* [Travail à faire]
a. Recopiez fidèlement le passage de l'article sur l'interprofessionnalisme qui commence à « Venant du milieu » et se termine à « cette question ? ».
b. Reprenez l'article sur l'interprofessionnalisme à l'endroit où il s'arrête et poursuivez sa rédaction.

* [Document source]
###

Index des revues

  • Index des revues
    ⇓  Autres articles dans la même rubrique  ⇓

    L'interprofessionnalisme

    Par Brigitte GUYOT, Institut national des techniques de la documentation, Paris

    Venant du milieu documentaire, et de plus d'un Institut formant des spécialistes d'information pour l'entreprise, les quelques réflexions menées ici reflètent un certain point de vue qui peut sembler éloigné des préoccupations immédiates de beaucoup de bibliothécaires. Il me semble néanmoins qu'elles sont au coeur de nos métiers.

    Comment peut s'aborder cette question ?

    Dans un des rapports d'une commission du Xème plan, Monsieur Farge parle d'interprofessionnalité et l'envisage sous plusieurs angles : celui d'une fertilisation croisée entre des talents pluridisciplinaires dans une même entreprise ; celui d'un décloisonnement, pour "sortir d'une fausse sécurité, d'un exercice figé", avec l'idée d'une nécessaire évolution face aux besoins d'une clientèle ; enfin celui d'un dialogue entre l'Etat et la profession, ou la profession et ses clients, avec des règles à établir pour le favoriser.

    Travaillant sur une matière transversale, l'information, les spécialistes de l'information sont directement confrontés à cette question, sous au moins trois aspects : tout d'abord, dans leur dialogue avec des professionnels de plus en plus variés, dont il importe de connaître le fonctionnement, la culture de référence, le vocabulaire. Informaticiens, techniciens, producteurs de logiciels, vendeurs de matériels, sous-traitants (graphistes, imprimeurs), serveurs ou éditeurs, chacun venant d'un monde spécifique ayant sa propre culture. Cela, c'est l'amont. Il s'agit de se comporter en consommateur éclairé, ou en interlocuteur reconnu de ses partenaires, posant la question de l'image que renvoient nos métiers.

    En aval, dans leur dialogue avec les clients : ingénieurs, marketing, qui viennent eux aussi d'un référentiel différent.

    Enfin, cet interprofessionnalisme se retrouve aussi dans les manières de traiter l'information : selon qu'elle est traitée par un informaticien, diffusée par un réseau, manipulée par des fournisseurs de services télématique, indexée par des documentalistes, structurée par un producteur de CD-ROM, il importe que l'utilisateur connaisse les règles de production, la philosophie sous-jacente et les méthodes du producteur des outils s'il veut les utiliser au mieux.

    Cette diversité des savoir-faire place le spécialiste de l'information comme un acteur parmi d'autres, alors que trop souvent il se place en relation duelle, et non dans un système d'ensemble.

    Les diversités du milieu professionnel :

    Comment se situe le milieu professionnel face à ces problèmes de frontière, de juxtaposition, de concurrence de fonctions entre des acteurs aux cultures différentes et souvent inconnues de lui ? C'est la question des images et des représentations qu'il donne de lui, qu'il reçoit des autres et de la stratégie qu'il adopte pour se faire reconnaître.

###

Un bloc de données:
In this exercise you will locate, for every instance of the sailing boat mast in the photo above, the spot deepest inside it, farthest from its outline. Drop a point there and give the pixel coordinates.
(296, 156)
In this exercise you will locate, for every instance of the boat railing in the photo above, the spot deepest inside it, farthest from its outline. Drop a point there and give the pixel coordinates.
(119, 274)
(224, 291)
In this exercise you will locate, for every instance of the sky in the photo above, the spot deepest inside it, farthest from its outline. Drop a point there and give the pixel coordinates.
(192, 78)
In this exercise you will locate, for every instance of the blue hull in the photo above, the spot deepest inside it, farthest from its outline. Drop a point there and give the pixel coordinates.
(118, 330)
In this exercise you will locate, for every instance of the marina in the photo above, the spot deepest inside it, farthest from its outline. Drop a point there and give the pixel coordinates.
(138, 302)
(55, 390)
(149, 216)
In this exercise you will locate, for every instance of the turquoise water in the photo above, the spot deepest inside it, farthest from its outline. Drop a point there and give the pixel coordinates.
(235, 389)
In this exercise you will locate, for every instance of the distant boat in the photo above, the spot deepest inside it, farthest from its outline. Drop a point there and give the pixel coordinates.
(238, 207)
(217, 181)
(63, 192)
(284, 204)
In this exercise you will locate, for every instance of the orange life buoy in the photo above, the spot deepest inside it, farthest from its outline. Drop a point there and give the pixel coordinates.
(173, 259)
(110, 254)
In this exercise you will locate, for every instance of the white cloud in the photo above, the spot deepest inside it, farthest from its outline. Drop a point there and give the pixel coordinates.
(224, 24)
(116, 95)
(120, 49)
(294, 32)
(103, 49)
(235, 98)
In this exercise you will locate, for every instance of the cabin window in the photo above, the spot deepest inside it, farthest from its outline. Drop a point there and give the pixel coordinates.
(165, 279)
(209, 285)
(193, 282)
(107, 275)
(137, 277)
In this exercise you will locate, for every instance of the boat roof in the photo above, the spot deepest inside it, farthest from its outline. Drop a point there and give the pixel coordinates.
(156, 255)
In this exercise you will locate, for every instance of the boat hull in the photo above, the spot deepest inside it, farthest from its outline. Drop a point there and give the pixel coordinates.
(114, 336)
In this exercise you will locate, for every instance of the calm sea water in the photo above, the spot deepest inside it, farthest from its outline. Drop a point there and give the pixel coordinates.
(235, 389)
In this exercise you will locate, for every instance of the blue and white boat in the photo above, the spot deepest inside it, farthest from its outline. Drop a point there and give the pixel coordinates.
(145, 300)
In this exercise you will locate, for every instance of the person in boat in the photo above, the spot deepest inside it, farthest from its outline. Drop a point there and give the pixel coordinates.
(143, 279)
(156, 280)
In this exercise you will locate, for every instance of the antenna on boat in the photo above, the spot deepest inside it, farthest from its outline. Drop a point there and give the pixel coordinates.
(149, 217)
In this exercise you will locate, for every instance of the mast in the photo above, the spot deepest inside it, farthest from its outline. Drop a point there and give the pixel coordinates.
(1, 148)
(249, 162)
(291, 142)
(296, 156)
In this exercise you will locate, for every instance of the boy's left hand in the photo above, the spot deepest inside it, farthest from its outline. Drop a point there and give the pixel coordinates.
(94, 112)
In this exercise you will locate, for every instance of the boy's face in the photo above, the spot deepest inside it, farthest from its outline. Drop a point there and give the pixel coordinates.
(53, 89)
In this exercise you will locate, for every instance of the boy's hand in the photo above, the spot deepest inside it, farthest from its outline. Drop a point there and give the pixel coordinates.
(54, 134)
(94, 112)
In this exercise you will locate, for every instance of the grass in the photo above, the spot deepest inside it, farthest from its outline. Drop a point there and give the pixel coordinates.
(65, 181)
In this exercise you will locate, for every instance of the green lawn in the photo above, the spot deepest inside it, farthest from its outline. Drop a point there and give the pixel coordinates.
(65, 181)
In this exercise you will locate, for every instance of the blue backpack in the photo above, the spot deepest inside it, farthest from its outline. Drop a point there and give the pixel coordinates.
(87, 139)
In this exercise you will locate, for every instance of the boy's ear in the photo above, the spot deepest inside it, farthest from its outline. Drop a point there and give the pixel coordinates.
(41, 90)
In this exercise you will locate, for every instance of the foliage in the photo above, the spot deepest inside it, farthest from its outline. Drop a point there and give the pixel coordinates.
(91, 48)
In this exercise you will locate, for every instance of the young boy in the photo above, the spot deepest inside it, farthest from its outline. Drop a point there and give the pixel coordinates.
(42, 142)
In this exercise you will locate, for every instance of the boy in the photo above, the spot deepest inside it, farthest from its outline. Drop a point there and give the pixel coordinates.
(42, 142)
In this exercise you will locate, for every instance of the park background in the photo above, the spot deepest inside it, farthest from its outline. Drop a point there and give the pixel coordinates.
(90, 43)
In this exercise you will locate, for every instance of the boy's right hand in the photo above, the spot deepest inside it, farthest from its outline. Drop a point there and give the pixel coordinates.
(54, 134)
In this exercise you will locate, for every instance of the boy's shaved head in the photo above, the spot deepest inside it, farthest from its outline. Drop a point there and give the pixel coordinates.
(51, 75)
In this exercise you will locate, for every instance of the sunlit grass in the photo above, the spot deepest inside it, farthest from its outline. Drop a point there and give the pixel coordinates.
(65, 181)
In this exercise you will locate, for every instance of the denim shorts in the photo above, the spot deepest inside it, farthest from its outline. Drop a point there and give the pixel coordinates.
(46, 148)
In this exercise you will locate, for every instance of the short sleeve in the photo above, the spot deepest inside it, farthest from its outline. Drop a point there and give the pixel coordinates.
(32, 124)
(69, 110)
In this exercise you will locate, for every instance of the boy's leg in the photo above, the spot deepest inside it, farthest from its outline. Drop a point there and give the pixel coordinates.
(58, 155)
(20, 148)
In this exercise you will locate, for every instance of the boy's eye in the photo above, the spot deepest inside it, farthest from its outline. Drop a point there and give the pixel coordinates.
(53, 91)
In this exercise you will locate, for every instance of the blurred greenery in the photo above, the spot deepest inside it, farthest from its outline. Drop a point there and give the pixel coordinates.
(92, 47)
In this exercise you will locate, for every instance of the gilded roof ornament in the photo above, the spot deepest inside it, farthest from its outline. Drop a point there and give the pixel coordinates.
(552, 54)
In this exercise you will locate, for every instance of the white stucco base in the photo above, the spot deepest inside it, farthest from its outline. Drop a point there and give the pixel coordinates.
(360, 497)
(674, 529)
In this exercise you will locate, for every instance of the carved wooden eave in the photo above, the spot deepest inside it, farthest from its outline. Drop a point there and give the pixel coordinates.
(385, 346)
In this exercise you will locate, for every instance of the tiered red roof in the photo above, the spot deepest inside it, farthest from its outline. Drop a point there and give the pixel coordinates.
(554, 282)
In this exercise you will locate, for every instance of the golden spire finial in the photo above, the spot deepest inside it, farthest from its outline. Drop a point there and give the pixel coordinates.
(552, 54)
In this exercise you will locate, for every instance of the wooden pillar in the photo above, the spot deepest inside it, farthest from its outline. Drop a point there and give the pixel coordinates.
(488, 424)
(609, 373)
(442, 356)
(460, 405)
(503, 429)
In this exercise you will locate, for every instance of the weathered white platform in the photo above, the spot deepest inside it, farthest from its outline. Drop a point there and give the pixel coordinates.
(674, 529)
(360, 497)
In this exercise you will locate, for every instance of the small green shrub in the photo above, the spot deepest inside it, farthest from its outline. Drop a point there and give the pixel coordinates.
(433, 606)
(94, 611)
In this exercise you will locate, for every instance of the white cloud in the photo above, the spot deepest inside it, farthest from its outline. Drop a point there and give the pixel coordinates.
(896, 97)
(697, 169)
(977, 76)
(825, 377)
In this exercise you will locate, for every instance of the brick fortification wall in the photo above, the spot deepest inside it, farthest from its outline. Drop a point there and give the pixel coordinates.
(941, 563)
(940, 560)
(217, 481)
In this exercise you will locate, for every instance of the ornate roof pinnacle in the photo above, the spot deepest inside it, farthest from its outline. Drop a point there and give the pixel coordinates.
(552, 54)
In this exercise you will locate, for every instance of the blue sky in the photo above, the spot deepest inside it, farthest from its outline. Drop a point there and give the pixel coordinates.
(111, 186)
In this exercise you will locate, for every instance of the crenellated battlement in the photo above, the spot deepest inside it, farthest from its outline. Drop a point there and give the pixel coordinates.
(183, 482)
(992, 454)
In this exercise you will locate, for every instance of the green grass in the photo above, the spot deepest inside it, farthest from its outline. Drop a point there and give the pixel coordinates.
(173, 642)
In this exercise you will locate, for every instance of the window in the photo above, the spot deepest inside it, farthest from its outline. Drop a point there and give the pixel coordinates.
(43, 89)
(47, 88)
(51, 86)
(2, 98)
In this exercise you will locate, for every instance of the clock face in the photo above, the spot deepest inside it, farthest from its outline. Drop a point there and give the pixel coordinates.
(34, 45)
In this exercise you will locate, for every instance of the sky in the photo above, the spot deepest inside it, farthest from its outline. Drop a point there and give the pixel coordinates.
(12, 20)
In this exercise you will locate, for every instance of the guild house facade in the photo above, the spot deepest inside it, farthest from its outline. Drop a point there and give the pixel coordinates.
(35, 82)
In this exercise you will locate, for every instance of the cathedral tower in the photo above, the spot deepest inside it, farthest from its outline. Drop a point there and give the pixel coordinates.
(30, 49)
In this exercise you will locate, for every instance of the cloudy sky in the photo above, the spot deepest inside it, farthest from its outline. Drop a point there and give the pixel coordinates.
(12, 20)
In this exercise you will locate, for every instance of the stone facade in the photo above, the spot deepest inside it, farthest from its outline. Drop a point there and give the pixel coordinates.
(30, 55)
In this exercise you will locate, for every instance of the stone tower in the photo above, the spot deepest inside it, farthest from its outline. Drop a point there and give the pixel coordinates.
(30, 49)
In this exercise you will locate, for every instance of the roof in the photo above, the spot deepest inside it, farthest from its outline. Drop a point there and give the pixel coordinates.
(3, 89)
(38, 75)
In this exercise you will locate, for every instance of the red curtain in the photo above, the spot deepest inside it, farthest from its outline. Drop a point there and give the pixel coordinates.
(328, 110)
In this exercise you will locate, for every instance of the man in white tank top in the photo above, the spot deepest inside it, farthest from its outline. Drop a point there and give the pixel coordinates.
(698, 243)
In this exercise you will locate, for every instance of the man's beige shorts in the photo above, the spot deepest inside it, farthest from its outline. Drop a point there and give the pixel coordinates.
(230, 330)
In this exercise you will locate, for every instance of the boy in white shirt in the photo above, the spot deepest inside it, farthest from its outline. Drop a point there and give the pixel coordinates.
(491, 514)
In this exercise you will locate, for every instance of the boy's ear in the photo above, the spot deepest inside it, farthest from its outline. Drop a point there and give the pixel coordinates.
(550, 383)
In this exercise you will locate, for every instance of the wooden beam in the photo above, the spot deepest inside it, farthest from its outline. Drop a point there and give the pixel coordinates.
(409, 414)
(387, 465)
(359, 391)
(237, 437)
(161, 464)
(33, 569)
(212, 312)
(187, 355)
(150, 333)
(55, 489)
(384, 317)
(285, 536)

###

* [Corrigé par exercice]
a.
Venant du milieu documentaire, et de plus d'un Institut formant des spécialistes d'information pour l'entreprise, les quelques réflexions menées ici reflètent un certain point de vue qui peut sembler éloigné des préoccupations immédiates de beaucoup de bibliothécaires. Il me semble néanmoins qu'elles sont au coeur de nos métiers.

    Comment peut s'aborder cette question ?

b.
    Il serait plus sage de parler des milieux professionnels. Je ne parlerai que des bibliothécaires et des documentalistes pour éclairer ce point, en schématisant volontairement.

    Du même arbre d'origine, ils ont gardé un tronc commun : la gestion d'un fonds de documents (stock). Les deux branches actuelles correspondent à des lieux d'insertion différents :

    a) Liés à la culture personnelle (évolution de la société des loisirs), au service public, les bibliothécaires s'adressent au citoyen, jouant un rôle dans l'apprentissage technique, telles l'informatique, la recherche d'information, l'appropriation du multimédia... Ils se situent du côté du traitement et de la gestion du stock et de son accès, et leur organisation professionnelle est centralisée (nationale, locale)

    b) Liés à l'évolution de l'entreprise (publique et privée), les documentalistes gèrent des informations de connaissance (scientifique et technique pour la recherche et le développement), professionnelle ou spécialisée, ou collectent de l'information stratégique pour la décision comme la veille technologique ; ils travaillent avec des chercheurs, de plus en plus avec les services marketing, les décideurs, travaillant en équipe (binome spécialiste de l'information/ ingénieur analyste).

    La question de la double compétence est au coeur de leur devenir, c'est-à-dire du contenu et des méthodes. Pluridisciplinarité, pluritechnicité sont de plus en plus demandées.Ces métiers se sitent du côté de l'analyse de l'information, de sa diffusion, de la recherche pointue, et l'organisation du milieu est très éclatée, sans tutelle ministérielle.

    Face à ces deux blocs, certains professionnels ont des positions charnières : les documentalistes de lycée ont un rôle qui emprunte aux deux composantes : réalisation de dossiers, travail sur le contenu, pédagogie ; les BU, qui remplissent une fonction de centrale documentaire et répondent de plus en plus souvent à des demandes émanant du secteur industriel (notamment avec les CADIST et les interrogations de banques de données), sont très liées à l'information spécialisée.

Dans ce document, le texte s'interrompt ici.